■ Task statement ■
Render this material as a two-column CSV with the headers text and answer, one row for each text and its answer. Put each value in its own quoted field, with line breaks turned into spaces.

■ Records for the exercise ■
━━━━━━━━━━━━━━━━

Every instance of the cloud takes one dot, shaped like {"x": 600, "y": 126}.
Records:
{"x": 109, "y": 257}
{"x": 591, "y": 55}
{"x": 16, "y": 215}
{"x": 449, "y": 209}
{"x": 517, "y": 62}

━━━━━━━━━━━━━━━━

■ Reply to the exercise ■
text,answer
"Every instance of the cloud takes one dot, shaped like {""x"": 600, ""y"": 126}. Records:","{""x"": 109, ""y"": 257} {""x"": 591, ""y"": 55} {""x"": 16, ""y"": 215} {""x"": 449, ""y"": 209} {""x"": 517, ""y"": 62}"